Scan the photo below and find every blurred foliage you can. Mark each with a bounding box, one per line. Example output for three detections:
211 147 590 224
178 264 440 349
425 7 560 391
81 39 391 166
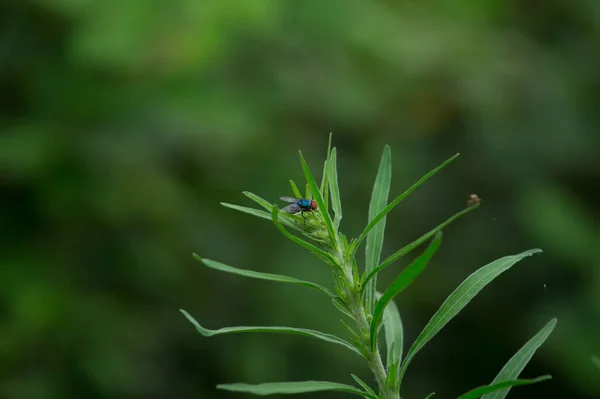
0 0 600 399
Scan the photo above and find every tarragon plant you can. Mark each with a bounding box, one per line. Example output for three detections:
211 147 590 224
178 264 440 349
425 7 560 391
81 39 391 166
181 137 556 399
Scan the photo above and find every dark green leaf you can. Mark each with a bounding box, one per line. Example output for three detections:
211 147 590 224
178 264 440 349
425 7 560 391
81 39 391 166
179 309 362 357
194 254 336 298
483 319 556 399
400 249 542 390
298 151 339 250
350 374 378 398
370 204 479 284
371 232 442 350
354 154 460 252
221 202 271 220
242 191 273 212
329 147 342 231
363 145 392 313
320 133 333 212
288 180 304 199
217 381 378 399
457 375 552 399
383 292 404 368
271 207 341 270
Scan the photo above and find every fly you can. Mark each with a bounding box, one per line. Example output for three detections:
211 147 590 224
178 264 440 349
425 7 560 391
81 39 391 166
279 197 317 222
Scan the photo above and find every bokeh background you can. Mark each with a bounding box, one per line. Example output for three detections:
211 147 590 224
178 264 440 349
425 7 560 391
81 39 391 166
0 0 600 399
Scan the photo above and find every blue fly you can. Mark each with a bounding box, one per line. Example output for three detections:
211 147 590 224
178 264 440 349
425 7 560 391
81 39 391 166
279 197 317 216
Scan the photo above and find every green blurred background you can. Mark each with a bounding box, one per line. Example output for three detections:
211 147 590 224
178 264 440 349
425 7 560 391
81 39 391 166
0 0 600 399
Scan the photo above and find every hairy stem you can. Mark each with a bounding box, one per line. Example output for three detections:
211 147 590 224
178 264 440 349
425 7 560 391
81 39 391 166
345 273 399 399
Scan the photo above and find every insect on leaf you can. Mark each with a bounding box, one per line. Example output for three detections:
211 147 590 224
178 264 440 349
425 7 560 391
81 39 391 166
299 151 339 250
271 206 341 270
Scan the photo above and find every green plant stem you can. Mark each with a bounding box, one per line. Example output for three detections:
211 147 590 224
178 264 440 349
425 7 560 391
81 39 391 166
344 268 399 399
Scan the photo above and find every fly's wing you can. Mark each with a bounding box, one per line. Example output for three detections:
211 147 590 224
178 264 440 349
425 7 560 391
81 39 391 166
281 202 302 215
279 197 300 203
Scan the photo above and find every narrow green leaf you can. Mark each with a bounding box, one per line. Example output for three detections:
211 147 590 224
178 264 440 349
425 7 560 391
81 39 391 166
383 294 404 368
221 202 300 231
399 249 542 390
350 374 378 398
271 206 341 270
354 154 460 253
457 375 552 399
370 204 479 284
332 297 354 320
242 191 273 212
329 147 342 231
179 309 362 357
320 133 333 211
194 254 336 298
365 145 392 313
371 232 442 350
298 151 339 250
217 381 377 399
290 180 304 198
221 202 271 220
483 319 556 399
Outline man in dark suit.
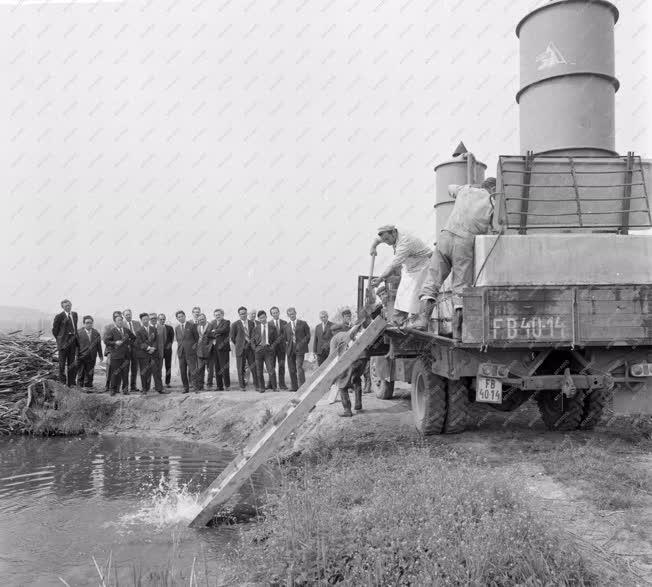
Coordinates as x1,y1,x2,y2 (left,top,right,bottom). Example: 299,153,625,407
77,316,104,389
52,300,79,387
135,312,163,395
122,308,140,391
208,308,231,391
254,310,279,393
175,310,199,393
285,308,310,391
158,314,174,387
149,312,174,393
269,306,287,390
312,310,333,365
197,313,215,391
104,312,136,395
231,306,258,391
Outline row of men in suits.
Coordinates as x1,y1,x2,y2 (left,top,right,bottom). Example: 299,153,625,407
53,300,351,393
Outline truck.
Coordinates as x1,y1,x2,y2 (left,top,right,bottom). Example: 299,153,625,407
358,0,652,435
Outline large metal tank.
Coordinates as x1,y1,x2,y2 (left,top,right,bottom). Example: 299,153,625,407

* Objetivo de la tarea
Reescriba las líneas comprendidas entre la que contiene "Outline row of men in suits." y la última, ambas incluidas, cambiando "Outline" por "Draw a box around" sin alterar nada más.

* Solución desarrollada
Draw a box around row of men in suits.
Coordinates as x1,y1,x2,y2 (left,top,right,bottom). Example: 299,153,625,407
53,300,351,393
Draw a box around truck.
Coordinates as x1,y1,x2,y2 (left,top,right,bottom). Example: 299,153,625,407
358,0,652,435
Draw a box around large metal tank.
Coordinates as x1,y1,x2,y2 (left,top,right,bottom). Example: 299,153,625,407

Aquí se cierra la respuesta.